Si nada me conmueve
Toda la carne al matador
La pobreza, la pobreza. No: el problema en la Argentina no es la
pobreza, es la riqueza. La riqueza es el problema.
Diciembre… Si algo muestra nuestro decembrismo es la cercanía íntima
entre la fiesta y el quilombo. En diciembre hay agite, y el agite, una vez que
pasó, puede dejar corrimientos en los ejes de gravedad. Si la vida común es
regida por el imperio de lo obvio, diciembre corre el núcleo de obviedad; el último fue diciembre de fiesta de saquear y
fiesta de matar. Hubo linchamientos, aún si no fatales; ahora en cambio se imponen
como tema de agenda: porque diciembre es el desmadre, marzo la normalidad.
“¿Qué hay que hacer si atestiguás un linchamiento?”, fue una pregunta que
motivó debate en redes sociales; la pregunta misma muestra que el dispositivo-linchamiento
–dispositivo político y en cierto sentido estatal- es percibido dentro de la
nueva normalidad, y por eso espanta más ahora que en diciembre.
Los linchamientos plantan un código penal en Argentina.
********
### EJERCICIO PROPUESTO
Copia completos todos los títulos y oraciones del texto sobre los linchamientos en Argentina que empiezan con la palabra «Si».

### MATERIAL PROPORCIONADO
********
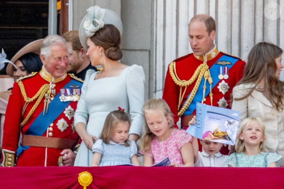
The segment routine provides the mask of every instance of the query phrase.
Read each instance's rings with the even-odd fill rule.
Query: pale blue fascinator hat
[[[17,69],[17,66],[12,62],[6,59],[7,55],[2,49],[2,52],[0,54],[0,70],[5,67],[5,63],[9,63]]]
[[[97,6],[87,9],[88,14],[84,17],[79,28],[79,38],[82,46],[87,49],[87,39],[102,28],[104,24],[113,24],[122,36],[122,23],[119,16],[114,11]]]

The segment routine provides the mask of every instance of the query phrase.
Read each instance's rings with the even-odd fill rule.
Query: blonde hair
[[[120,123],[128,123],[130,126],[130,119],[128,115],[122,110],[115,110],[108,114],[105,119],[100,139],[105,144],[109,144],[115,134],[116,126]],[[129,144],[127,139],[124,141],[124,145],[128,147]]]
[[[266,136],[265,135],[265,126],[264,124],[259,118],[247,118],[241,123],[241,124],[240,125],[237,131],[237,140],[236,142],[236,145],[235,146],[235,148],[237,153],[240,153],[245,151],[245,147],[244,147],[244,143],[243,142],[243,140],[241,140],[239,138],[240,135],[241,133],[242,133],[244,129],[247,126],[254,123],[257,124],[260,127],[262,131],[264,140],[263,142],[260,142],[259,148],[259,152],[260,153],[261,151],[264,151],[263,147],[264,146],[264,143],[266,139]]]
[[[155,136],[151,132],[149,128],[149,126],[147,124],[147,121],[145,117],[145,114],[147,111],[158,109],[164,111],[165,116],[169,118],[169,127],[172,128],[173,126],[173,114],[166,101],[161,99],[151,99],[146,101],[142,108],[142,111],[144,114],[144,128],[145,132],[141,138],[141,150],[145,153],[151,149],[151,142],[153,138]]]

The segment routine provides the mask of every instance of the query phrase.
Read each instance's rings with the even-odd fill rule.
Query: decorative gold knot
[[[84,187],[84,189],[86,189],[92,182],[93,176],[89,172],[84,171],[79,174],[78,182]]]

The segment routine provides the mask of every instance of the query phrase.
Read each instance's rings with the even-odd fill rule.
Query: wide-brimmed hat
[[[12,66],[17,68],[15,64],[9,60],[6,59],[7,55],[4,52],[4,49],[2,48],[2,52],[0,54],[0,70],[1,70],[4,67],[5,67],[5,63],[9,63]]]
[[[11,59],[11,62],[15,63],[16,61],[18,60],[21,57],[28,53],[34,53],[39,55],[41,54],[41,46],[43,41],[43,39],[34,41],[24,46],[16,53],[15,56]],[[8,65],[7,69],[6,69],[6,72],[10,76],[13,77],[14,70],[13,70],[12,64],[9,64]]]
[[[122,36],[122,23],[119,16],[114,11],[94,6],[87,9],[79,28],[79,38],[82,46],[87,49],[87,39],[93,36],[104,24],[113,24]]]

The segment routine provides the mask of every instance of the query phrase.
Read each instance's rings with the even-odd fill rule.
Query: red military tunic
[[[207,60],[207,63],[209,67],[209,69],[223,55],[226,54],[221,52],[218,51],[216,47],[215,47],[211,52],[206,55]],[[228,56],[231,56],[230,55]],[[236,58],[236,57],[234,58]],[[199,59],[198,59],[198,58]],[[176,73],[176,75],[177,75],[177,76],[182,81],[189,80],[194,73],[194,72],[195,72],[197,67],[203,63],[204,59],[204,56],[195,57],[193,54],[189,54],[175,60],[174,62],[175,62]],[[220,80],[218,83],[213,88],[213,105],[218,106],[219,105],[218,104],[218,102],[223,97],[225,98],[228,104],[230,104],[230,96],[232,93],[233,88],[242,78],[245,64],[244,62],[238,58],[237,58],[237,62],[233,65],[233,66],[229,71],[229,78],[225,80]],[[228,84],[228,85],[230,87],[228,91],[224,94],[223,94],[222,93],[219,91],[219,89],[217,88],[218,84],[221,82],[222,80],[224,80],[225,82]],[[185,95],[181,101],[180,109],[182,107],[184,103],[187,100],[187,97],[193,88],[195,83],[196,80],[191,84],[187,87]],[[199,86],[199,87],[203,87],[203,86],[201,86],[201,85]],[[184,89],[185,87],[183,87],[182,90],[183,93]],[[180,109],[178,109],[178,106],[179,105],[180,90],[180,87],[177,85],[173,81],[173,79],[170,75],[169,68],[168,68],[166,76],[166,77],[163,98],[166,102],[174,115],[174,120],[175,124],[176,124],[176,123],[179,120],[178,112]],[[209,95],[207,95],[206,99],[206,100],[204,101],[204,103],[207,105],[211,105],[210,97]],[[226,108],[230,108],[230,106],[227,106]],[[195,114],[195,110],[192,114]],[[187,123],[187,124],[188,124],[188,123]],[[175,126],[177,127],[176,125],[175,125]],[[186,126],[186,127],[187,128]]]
********
### RESPUESTA CORRECTA
- Si nada me conmueve
- Si algo muestra nuestro decembrismo es la cercanía íntima entre la fiesta y el quilombo.
- Si la vida común es regida por el imperio de lo obvio, diciembre corre el núcleo de obviedad; el último fue diciembre de fiesta de saquear y fiesta de matar.